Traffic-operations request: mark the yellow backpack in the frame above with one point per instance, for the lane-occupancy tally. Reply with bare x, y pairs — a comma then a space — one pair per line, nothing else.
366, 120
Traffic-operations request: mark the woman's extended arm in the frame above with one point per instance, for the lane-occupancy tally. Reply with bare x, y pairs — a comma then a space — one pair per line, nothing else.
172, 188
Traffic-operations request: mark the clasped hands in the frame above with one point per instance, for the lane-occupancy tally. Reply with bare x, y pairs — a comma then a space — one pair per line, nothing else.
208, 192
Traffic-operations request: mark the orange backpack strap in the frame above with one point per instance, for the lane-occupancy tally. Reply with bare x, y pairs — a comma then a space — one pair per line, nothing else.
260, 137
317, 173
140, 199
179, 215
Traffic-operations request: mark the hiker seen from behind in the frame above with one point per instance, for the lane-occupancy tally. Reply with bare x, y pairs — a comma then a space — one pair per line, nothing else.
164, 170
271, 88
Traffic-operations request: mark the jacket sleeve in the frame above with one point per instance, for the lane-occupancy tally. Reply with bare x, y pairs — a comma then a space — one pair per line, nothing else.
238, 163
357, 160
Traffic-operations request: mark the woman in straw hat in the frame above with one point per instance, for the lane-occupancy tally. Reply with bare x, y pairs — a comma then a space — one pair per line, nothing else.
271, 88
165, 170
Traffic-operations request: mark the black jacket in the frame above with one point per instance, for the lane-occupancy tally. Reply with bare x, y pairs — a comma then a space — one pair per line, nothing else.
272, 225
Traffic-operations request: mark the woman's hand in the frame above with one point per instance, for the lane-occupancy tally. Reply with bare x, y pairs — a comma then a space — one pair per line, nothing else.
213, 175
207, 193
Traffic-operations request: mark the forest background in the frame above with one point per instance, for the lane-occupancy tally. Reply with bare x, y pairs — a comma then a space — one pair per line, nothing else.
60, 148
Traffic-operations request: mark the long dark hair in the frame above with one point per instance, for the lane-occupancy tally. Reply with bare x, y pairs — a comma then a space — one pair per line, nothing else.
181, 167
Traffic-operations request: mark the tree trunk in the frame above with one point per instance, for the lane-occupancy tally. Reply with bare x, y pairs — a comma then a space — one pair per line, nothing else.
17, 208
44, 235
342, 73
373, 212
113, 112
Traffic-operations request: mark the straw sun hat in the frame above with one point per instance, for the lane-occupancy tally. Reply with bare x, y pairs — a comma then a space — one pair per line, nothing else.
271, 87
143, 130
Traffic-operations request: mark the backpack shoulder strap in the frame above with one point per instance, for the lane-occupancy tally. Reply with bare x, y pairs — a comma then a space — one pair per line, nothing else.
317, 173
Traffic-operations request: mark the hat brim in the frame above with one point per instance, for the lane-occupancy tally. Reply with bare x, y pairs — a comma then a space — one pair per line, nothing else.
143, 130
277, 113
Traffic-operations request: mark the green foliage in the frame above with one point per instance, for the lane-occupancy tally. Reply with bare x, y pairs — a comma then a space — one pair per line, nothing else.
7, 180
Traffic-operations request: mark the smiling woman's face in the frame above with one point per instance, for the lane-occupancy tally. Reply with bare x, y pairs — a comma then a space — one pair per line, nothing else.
* * * * *
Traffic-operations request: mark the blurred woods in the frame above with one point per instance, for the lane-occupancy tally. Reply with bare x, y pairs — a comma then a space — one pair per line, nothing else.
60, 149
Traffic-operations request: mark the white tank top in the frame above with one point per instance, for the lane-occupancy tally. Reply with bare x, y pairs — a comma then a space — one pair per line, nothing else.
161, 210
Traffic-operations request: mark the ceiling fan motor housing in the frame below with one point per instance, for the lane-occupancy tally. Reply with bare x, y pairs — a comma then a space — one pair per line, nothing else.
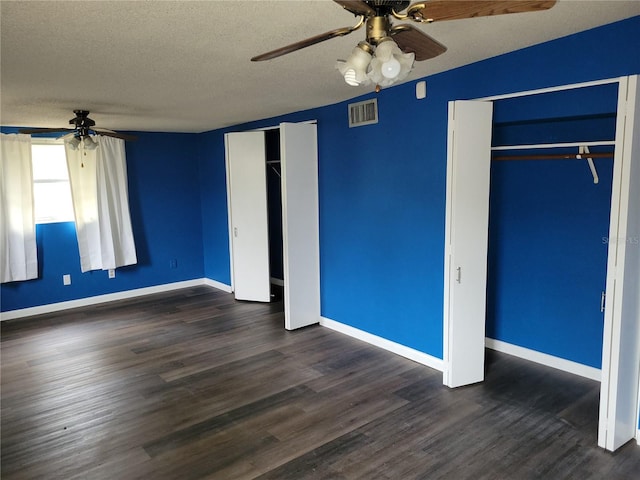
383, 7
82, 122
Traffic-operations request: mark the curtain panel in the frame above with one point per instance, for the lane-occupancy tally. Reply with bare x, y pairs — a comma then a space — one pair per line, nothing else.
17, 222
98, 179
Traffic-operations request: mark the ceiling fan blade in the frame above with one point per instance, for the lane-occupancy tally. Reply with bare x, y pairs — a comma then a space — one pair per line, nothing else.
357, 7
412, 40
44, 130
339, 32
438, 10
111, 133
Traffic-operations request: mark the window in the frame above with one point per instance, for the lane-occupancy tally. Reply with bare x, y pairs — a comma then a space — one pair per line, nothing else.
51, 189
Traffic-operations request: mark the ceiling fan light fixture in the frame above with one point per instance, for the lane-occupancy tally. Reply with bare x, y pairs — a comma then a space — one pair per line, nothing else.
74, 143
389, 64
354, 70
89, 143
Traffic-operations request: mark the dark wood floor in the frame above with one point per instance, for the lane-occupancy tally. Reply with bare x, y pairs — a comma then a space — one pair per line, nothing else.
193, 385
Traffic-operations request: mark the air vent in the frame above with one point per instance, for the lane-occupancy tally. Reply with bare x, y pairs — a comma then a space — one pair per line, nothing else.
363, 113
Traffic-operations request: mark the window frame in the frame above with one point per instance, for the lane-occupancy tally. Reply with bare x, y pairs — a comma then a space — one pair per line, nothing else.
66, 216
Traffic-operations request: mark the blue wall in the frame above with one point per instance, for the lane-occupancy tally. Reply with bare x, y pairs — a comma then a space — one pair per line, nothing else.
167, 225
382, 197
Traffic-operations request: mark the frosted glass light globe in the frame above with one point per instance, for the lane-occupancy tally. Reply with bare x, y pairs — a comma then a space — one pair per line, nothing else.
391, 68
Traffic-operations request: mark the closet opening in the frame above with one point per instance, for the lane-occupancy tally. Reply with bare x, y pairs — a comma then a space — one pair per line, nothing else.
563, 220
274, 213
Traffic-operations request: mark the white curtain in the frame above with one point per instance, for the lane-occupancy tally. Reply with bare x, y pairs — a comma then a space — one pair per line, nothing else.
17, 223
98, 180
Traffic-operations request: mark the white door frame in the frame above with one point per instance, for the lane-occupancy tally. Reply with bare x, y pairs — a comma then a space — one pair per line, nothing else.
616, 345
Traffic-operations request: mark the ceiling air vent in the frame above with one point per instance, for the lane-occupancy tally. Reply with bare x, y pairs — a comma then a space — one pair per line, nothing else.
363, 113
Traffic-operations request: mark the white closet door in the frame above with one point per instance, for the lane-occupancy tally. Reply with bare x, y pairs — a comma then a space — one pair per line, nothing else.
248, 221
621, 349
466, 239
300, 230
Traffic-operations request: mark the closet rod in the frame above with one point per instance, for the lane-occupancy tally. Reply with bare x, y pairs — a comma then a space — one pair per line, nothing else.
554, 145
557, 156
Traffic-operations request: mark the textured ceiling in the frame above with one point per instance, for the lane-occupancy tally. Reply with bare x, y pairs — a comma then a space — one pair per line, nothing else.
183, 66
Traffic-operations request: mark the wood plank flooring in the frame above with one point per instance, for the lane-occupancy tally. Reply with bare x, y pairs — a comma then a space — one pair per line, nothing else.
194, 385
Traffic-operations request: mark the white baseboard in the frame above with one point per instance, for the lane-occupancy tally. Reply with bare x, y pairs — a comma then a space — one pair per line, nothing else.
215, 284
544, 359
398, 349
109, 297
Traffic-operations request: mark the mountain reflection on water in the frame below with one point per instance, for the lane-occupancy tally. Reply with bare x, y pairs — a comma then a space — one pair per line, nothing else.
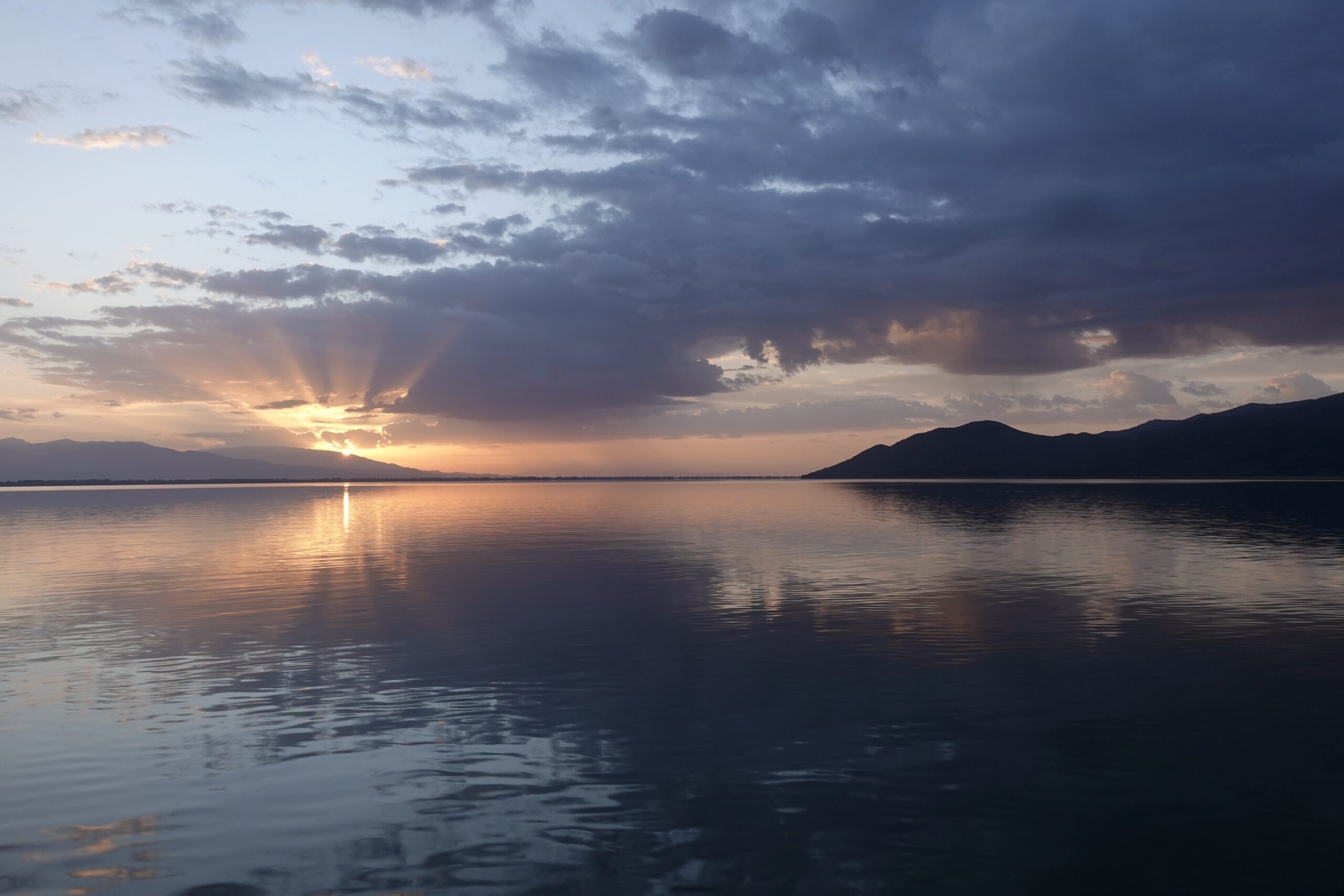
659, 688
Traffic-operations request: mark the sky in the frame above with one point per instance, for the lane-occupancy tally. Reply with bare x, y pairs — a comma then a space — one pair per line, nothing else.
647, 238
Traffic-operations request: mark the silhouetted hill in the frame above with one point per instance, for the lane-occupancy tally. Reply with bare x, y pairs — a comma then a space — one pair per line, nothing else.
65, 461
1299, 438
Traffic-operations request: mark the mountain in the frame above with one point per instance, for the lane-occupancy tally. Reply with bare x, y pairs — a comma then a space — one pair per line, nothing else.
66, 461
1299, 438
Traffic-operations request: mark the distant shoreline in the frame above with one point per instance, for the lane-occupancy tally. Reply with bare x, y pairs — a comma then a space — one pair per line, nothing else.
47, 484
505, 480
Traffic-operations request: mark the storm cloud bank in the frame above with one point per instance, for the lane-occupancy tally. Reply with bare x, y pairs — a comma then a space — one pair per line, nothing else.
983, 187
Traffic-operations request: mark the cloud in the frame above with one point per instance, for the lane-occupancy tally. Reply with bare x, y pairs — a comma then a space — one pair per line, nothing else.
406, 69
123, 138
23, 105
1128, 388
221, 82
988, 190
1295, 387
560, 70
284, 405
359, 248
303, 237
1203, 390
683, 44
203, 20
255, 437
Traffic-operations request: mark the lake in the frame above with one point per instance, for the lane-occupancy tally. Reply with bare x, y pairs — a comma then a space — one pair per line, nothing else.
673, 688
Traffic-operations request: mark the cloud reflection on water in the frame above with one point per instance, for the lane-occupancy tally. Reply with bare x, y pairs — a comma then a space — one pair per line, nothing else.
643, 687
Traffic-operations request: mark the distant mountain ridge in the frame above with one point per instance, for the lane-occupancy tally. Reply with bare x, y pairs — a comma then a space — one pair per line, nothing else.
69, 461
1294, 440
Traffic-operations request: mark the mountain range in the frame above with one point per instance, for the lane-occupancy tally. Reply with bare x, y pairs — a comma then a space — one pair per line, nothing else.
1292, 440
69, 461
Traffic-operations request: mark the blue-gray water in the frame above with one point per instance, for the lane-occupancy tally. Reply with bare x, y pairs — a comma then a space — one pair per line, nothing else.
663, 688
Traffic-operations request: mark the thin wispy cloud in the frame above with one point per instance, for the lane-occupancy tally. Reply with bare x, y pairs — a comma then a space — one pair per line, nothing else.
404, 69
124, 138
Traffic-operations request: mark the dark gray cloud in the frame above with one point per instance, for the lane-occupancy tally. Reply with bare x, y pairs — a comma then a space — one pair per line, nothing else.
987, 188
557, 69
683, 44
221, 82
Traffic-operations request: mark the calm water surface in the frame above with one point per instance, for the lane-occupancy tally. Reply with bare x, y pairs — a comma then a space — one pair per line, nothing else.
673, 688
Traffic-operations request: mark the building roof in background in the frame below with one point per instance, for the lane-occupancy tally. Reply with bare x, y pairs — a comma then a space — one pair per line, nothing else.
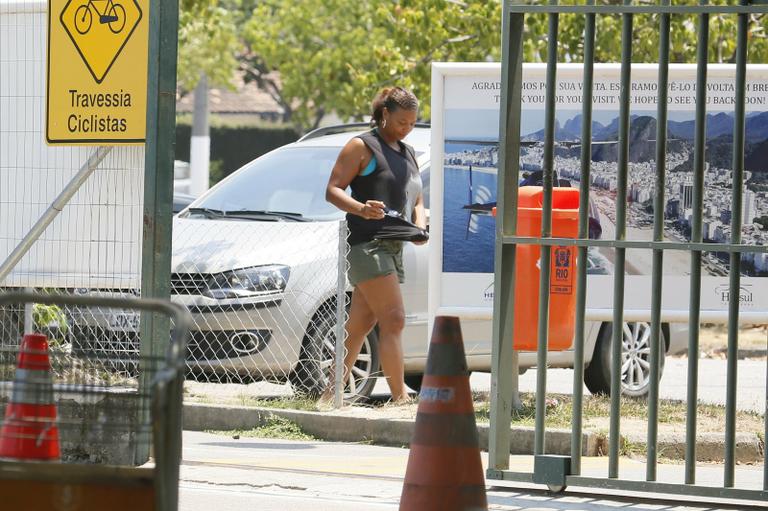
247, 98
* * * * *
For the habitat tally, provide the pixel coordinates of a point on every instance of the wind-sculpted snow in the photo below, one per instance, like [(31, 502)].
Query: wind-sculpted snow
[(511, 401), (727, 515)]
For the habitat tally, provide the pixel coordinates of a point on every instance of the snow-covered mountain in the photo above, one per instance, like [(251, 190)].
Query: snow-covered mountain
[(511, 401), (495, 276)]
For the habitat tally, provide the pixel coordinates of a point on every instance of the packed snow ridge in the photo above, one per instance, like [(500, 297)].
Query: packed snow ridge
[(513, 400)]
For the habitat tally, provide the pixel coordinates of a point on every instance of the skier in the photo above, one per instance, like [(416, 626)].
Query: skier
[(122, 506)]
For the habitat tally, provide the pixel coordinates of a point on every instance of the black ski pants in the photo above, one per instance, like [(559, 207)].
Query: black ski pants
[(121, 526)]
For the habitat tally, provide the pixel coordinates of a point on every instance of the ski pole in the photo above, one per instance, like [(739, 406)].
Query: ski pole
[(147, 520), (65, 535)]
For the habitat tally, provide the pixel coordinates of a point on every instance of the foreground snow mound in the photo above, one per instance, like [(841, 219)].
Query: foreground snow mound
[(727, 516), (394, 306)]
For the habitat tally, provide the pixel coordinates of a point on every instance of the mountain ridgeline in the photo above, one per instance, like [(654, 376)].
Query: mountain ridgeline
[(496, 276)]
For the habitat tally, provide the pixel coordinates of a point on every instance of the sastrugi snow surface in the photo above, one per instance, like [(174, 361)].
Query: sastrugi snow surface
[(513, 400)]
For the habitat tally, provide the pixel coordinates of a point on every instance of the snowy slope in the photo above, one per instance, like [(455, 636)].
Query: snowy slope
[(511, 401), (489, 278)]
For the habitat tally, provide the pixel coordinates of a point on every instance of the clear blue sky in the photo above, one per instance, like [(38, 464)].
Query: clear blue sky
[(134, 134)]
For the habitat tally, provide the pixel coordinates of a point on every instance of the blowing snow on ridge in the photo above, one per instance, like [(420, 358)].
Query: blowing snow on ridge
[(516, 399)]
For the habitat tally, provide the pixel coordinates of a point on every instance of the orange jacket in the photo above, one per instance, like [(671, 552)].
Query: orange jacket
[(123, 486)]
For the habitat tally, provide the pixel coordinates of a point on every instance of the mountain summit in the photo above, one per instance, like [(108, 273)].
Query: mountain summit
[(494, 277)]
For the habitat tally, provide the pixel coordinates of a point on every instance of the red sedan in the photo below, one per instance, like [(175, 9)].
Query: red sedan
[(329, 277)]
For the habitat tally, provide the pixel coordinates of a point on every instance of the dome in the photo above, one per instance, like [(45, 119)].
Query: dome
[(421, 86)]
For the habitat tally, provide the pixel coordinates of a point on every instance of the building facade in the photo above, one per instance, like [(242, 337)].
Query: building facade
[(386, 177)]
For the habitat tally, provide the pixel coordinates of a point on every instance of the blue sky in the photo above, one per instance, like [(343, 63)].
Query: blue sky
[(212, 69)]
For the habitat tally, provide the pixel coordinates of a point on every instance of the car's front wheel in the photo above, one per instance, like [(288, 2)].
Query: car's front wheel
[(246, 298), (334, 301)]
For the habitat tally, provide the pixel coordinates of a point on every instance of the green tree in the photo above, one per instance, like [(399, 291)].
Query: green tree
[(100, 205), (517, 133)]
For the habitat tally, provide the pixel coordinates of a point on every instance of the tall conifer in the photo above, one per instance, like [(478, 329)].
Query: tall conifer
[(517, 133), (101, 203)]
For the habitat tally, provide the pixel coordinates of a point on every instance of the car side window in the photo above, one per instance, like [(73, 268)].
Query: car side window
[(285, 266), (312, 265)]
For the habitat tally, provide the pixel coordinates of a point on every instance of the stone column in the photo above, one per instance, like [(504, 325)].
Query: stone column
* * * * *
▶ _PROBLEM DESCRIPTION_: Scan the data, and report each line that uses the word "stone".

▶ _RESPONSE_:
For the habitat tally, provide the pixel coordinates of a point on every instance of the stone column in the photo above, one per instance, like [(504, 325)].
Query: stone column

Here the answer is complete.